§ **TASK GOAL**:
Below are some records; state how many of their lines contain the word "blue", and add nothing.

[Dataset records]
Segment Open

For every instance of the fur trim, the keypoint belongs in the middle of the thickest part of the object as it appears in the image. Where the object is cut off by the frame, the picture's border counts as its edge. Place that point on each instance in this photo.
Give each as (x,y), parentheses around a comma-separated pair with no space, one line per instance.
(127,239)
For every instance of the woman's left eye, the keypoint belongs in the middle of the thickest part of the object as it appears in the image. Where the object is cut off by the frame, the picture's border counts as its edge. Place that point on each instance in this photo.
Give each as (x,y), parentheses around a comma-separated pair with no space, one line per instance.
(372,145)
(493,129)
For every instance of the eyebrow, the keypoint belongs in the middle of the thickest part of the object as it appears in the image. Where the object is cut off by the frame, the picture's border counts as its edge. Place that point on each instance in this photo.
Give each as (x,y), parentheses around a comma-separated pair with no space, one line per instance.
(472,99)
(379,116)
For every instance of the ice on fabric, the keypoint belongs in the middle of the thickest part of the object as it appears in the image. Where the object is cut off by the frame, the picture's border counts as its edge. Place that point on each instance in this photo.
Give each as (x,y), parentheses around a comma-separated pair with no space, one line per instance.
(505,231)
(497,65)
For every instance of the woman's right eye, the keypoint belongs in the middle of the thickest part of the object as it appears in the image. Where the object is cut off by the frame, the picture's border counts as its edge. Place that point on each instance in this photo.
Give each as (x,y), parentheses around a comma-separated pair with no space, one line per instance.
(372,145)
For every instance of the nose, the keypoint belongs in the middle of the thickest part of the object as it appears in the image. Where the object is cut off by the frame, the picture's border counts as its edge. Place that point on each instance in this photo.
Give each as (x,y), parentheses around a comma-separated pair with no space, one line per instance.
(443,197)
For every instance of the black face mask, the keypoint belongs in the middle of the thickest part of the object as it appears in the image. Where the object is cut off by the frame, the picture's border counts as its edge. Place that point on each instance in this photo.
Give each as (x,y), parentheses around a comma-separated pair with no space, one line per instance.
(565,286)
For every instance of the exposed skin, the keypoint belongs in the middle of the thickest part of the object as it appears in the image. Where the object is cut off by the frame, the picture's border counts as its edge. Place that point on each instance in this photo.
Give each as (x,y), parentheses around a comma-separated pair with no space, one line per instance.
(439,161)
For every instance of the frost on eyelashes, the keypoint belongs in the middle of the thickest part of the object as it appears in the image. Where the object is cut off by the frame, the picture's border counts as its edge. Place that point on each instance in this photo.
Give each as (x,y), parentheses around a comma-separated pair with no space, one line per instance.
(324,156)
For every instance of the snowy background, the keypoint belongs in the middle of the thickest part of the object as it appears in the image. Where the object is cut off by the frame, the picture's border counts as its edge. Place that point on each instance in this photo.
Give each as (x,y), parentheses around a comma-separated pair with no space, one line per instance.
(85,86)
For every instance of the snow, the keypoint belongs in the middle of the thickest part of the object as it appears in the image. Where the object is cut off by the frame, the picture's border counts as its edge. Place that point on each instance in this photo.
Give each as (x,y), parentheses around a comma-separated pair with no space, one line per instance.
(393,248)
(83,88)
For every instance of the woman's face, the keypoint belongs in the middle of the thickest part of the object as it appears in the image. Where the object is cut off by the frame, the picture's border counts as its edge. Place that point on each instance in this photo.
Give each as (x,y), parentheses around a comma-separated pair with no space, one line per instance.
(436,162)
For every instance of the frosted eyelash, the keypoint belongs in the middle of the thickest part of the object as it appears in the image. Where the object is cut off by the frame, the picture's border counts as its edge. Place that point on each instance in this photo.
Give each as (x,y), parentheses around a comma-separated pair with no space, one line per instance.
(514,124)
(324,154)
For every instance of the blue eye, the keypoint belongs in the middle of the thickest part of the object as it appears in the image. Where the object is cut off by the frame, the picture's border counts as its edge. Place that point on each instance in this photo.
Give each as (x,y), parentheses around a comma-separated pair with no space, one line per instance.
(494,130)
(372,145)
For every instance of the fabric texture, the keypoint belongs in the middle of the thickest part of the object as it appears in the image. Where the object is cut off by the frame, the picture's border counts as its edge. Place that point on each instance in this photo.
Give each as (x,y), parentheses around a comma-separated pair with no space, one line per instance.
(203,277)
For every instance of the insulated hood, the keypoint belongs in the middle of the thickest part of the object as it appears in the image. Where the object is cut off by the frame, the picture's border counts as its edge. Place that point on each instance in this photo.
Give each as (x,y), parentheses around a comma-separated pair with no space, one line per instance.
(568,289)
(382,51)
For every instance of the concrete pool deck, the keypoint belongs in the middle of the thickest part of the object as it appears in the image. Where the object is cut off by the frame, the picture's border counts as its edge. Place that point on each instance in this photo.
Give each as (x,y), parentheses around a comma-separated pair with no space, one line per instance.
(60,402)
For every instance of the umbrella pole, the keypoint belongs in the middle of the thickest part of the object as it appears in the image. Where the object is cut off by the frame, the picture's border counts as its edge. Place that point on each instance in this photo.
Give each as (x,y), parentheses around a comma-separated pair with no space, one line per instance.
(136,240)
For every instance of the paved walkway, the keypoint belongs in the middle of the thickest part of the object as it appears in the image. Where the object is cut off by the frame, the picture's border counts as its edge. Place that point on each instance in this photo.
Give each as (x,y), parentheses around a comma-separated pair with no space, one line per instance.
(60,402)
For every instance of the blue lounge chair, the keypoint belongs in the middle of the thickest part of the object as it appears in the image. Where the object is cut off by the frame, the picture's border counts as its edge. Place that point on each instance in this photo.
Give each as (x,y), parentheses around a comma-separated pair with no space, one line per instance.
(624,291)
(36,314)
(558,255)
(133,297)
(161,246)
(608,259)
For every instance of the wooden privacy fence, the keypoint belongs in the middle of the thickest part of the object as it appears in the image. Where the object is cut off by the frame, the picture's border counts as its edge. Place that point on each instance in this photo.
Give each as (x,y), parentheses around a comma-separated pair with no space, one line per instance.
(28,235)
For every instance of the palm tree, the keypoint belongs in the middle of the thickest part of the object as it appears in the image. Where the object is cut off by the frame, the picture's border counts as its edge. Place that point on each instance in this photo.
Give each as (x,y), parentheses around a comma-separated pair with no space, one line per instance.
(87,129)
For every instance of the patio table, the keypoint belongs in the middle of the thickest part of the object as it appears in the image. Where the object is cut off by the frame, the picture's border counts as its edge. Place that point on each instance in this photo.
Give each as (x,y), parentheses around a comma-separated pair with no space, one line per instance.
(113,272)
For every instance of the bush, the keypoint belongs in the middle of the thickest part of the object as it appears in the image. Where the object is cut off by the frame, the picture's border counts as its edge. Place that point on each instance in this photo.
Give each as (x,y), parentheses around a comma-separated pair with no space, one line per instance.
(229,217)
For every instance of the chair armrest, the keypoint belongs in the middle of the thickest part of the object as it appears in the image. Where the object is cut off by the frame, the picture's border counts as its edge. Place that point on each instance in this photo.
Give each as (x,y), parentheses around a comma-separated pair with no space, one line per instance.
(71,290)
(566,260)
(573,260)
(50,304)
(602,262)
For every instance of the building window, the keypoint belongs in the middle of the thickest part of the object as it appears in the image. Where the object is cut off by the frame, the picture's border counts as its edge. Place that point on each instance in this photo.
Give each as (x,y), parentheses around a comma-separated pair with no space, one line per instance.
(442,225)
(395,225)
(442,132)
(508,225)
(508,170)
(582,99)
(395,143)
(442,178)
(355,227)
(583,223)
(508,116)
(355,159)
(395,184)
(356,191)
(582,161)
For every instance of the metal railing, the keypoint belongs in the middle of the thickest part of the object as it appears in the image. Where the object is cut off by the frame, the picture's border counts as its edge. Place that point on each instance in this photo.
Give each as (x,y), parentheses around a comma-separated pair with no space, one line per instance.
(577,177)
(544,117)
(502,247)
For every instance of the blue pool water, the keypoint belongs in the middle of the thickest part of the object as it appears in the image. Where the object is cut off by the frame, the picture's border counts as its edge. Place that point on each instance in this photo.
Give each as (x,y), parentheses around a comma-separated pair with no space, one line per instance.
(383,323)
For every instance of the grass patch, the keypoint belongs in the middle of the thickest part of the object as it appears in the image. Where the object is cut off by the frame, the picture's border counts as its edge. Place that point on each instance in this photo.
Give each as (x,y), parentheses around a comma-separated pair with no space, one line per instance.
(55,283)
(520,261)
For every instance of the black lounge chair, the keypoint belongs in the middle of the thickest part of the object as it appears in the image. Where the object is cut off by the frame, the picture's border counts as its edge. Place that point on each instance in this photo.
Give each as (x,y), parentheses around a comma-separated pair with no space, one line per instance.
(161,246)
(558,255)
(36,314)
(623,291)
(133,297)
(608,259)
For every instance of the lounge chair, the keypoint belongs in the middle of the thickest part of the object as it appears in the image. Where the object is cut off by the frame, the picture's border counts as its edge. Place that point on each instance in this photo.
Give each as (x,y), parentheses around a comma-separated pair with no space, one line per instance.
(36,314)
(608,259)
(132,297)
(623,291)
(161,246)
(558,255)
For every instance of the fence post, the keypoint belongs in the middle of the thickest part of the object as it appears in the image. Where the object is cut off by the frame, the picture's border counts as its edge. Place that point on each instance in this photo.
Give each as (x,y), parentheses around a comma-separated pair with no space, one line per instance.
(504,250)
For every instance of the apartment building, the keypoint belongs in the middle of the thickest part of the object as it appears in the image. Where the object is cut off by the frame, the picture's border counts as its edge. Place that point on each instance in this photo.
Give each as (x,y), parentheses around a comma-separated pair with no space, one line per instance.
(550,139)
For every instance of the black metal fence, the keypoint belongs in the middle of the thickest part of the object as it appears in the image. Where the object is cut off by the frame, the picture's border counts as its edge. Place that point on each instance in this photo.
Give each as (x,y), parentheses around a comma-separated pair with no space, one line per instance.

Segment Closed

§ **TASK OUTPUT**:
3